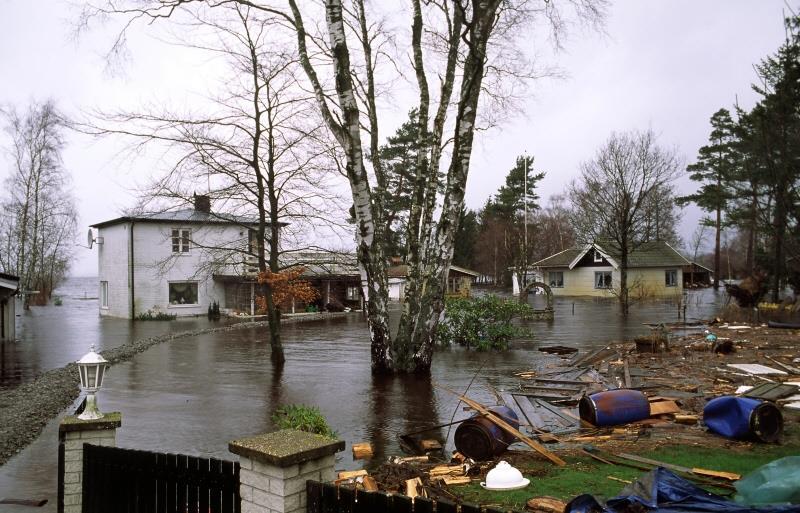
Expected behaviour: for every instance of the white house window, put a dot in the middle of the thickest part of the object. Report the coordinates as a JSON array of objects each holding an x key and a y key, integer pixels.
[
  {"x": 602, "y": 280},
  {"x": 181, "y": 241},
  {"x": 183, "y": 293},
  {"x": 556, "y": 279}
]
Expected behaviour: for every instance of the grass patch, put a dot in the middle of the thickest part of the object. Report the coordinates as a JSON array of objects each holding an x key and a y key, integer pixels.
[{"x": 585, "y": 475}]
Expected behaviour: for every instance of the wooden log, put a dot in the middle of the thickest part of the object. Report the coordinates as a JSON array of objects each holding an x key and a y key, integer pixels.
[
  {"x": 370, "y": 484},
  {"x": 362, "y": 451},
  {"x": 509, "y": 429},
  {"x": 430, "y": 445},
  {"x": 352, "y": 474},
  {"x": 661, "y": 407},
  {"x": 546, "y": 505},
  {"x": 413, "y": 487},
  {"x": 456, "y": 480}
]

## [REQUIRED WORK]
Duplicate the records above line for line, leaving out the pictures.

## [FINISHED EXERCISE]
Expected behaviour: for every instance of the white house window, put a dot in the middle of the thickest part of the object. Report the coordinates as a JSON array of objects each holding an x key and a y key, integer pixels.
[
  {"x": 602, "y": 280},
  {"x": 181, "y": 241},
  {"x": 183, "y": 293},
  {"x": 556, "y": 279}
]
Expected behaviour: for every instance of the grass patch, put a dot in the middle of the thickest part of the object. Report the coordinates as a JSON array of objects each holding an x key and a y key, integer pixels.
[{"x": 585, "y": 475}]
Expected behaviour: for every instance of the wooden log, put a dot in the middle of the thickest part of the object. Report the coordinates as a JSON array of objects each holding an x key and a y key, integer pixels.
[
  {"x": 370, "y": 484},
  {"x": 362, "y": 451},
  {"x": 509, "y": 429},
  {"x": 430, "y": 445},
  {"x": 352, "y": 474},
  {"x": 661, "y": 407},
  {"x": 546, "y": 505},
  {"x": 413, "y": 487},
  {"x": 456, "y": 480}
]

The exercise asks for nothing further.